+++ SELECTED EXCERPT

MICHAEL A. VENTRELLA: I’m pleased to be interviewing Young Adult author Marie Lamba today. Marie is the author of the humorous young adult novel WHAT I MEANT…, which Publisher’s Weekly has dubbed “an impressive debut.” She has two more novels which will be coming out soon. In addition to her fiction writing, Marie has written and published more than 100 articles, including features in national magazines such as Garden Design, Your Home, and Sports International. Her most recent piece, “Plotting a Novel Group,” appears in the February 2008 issue of Writer’s Digest. Her web page iswww.marielamba.com.

MARIE LAMBA: Hi Michael. Thank you for having me on your blog.

VENTRELLA: Marie, what is it that makes a novel a Young Adult novel?

LAMBA: To me, a young adult novel is categorized primarily by the age of the main character. Since readers read about characters older than themselves, if you have a 13-year-old protagonist, you’ve just written a middle reader (not a YA), and will have mostly elementary school aged readers. Also, content figures in. Sometimes the content is not right for the YA market. But these days, almost anything goes for YA readers. The edgier the better, though you may just be banned by schools…which usually reaps great press and even better sales, interestingly enough.

VENTRELLA: You keep a pretty active blog. Do you think this is necessary to help promote your work?

LAMBA: My site helps me promote my work every single day. I’ve heard people say that if you don’t update your blog at least 3 times a week, then don’t bother having one. I heartily disagree. Sometimes it’s not about getting a huge number of subscribers, but about having a presence, and being able to be found in various ways.

While my blog may seem really active, I sometimes post as rarely as once a month. I just don’t think there’s a point in posting unless I really have something to say. Yet the site is dynamic and gets a fair number of hits everyday because I’ve got a lot going on there. In addition to offering updates about my work, essays on writing, and book reviews, I’ve made it function as my website,www.marielamba.com. So folks are going there to find out about my appearances, to read my bio, to read excerpts from my books, etc. And with links to my Twitter feed, there is always something new to see.

By combining my website with my blog, people stumble onto it while doing the weirdest searches. Like when looking for the menu of Nat’s Pizza. And then they see that my novel has a scene set there. Then they click on my link to buy my Doylestown-based novel. All because of a blog post that tagged Nat’s Pizza in it, if that makes sense?

VENTRELLA: Should unpublished authors have a blog?

LAMBA: Absolutely. It’s a great way to start establishing yourself and your voice. Everything from the color scheme you use to the tone of your bio can help create a feel for who you are. Have a page on your blog with short excerpts of your work, but don’t give away too much material there. Just enough for a taste.

If you really want to be savvy, then you could use your site for things such as book reviews and editor and publisher interviews, which would make your name familiar to the “powers that be.”

++++++
+++ RAW DATA

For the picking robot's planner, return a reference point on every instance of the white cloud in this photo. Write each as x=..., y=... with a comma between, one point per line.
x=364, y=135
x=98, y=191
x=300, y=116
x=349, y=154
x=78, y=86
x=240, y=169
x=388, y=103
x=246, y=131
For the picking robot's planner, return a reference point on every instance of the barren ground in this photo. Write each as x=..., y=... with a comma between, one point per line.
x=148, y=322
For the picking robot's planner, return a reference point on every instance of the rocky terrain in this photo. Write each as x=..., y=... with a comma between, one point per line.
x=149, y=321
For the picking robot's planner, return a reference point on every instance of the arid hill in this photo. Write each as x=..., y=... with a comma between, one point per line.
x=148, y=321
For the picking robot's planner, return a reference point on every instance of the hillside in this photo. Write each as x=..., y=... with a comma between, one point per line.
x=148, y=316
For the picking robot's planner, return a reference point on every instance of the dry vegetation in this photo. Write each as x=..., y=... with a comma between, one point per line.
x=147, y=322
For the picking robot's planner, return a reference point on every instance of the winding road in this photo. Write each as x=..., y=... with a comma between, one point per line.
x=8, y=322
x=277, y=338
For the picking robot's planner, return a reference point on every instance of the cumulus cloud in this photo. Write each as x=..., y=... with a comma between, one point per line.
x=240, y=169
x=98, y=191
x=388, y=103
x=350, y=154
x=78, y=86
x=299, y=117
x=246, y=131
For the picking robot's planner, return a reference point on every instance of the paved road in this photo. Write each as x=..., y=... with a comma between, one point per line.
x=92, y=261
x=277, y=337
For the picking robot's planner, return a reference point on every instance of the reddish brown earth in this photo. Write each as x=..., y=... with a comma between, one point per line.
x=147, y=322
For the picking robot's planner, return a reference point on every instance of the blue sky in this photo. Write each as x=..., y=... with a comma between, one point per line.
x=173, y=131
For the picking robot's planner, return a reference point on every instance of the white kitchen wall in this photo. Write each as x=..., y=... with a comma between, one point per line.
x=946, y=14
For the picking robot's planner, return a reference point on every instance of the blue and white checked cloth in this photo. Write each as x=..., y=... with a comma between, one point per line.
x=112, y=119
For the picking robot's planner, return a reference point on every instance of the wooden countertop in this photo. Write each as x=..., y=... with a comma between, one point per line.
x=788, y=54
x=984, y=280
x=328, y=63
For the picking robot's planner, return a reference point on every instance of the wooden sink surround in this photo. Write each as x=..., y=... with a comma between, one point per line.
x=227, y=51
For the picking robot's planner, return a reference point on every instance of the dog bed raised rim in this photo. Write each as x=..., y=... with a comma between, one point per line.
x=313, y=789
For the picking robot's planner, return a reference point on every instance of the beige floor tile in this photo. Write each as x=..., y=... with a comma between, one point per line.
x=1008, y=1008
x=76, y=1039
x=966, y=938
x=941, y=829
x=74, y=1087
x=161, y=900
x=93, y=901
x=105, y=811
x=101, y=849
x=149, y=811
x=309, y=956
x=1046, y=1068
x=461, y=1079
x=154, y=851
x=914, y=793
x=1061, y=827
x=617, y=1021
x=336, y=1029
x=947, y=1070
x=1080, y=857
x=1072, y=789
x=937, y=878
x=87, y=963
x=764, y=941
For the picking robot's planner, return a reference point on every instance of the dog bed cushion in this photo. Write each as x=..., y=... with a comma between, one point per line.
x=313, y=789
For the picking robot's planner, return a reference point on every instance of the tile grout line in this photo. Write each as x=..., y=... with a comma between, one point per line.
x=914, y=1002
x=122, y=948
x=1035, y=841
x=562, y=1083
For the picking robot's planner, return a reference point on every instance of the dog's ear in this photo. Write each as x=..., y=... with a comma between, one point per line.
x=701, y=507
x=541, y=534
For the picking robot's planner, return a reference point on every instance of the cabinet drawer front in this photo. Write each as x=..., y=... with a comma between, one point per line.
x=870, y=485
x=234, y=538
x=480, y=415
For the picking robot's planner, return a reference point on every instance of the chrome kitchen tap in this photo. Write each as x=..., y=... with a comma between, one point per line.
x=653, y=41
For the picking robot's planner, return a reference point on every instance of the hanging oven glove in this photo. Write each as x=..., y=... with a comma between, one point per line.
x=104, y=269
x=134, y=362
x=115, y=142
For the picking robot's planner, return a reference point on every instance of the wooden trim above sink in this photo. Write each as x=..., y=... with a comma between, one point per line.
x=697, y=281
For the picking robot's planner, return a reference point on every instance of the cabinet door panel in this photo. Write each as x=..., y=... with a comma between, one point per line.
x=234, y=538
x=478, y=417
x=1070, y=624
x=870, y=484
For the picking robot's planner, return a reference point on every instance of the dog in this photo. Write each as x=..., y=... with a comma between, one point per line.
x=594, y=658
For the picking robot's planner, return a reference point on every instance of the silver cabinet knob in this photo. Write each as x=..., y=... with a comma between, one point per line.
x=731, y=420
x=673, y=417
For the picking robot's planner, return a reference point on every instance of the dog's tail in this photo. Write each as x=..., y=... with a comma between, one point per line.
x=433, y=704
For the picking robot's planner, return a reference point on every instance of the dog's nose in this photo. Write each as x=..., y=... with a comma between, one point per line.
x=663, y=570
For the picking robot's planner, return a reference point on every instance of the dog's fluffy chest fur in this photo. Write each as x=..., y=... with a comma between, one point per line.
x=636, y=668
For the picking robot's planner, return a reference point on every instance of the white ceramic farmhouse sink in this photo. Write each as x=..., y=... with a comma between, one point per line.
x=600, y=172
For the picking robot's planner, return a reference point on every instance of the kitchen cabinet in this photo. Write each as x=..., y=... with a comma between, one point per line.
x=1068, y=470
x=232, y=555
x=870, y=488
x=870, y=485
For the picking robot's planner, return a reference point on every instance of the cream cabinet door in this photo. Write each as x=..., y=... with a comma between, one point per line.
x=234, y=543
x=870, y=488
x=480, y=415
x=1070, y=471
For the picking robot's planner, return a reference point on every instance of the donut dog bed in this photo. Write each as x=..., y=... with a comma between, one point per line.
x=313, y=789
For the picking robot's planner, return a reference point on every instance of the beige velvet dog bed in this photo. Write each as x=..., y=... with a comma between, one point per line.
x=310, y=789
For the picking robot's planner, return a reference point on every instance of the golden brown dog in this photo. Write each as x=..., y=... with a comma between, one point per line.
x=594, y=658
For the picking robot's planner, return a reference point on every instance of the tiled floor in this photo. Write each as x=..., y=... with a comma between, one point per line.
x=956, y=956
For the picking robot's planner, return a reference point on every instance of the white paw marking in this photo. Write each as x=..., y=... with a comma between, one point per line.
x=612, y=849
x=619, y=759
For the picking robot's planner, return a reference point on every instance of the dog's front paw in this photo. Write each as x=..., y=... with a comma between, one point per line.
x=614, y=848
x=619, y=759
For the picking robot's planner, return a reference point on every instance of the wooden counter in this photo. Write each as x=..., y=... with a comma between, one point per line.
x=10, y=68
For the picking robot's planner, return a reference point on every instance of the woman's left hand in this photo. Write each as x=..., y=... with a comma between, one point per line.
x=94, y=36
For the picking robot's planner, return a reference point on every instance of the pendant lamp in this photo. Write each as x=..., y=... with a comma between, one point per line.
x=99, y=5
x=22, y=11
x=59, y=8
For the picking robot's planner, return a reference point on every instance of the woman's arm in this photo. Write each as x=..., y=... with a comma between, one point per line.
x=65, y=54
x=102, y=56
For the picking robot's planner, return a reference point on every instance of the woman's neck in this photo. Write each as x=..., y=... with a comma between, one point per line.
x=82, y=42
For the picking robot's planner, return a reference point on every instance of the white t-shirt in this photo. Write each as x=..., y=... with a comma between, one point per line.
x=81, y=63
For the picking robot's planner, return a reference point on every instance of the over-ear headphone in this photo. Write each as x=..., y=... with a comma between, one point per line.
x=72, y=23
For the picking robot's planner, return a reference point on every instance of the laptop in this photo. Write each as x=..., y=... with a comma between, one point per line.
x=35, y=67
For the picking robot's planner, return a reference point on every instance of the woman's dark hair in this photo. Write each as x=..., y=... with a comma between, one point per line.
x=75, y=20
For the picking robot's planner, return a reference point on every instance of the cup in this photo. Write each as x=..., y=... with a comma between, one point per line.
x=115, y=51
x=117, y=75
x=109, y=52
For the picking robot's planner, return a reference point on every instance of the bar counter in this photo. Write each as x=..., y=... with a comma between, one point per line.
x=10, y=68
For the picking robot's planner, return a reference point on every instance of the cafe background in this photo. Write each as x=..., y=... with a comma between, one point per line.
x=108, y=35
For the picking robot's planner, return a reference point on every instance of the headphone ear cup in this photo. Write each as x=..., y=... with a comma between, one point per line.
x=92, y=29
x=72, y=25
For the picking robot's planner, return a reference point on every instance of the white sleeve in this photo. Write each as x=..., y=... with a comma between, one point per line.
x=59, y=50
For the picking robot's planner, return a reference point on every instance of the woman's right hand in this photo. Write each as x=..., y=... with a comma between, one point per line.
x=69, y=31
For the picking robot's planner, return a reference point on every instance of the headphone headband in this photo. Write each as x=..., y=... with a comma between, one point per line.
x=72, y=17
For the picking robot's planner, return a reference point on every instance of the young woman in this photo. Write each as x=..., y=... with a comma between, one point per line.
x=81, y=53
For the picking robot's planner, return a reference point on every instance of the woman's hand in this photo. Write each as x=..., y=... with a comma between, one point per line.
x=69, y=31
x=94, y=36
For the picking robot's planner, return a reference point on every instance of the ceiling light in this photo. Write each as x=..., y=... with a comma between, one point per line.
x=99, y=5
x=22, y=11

++++++

### GIVEN PROBLEM A
Summarize the interview with Marie Lamba in two sentences.
### GIVEN PROBLEM B
Go on with the interview with Marie Lamba from the point at which it stops.

### EXERCISE RESPONSE A
Young Adult author Marie Lamba explains that a young adult novel is defined mainly by the age of its main character, with content also playing a part. She says her combined website and blog promotes her work every day even though she sometimes posts only once a month, and she advises unpublished authors to keep a blog as a way to establish themselves and their voice.

### EXERCISE RESPONSE B
VENTRELLA: What can an author do to make their blog stand out among the many out there?

LAMBA: I think it goes back to your voice. Who you are should come through in the tone of your writing, and what you choose to highlight. Then, of course, you need to connect with your audience. That’s where bringing your site to the attention of an organization can help. For example, after I wrote a post about plotting, I saw on a children’s writing message board that I belong to that there was some recent discussion about plotting. I immediately commented there, providing my link to my post.

VENTRELLA: You also make extensive use of Twitter. How can you make your tweets stand out when there are so many people on Twitter? And do you think this is an efficient use of your time?

LAMBA: You know, Twitter is so quick that it isn’t the time suck that sites like Facebook seem to be. At least not for me. Here’s the trick though: when you post there, make it under 40 characters so that you can easily be retweeted to others. Also, try to always provide a link, whether it is to a relevant blog post or a Facebook invite to an event. Links are always too long, so go towww.bitly.com, paste the link there, and you’ll get a shorter link that you can use. And don’t always make your tweets about you. Highlight the accomplishments of others. It’s fun to do, plus I think it’s just good karma.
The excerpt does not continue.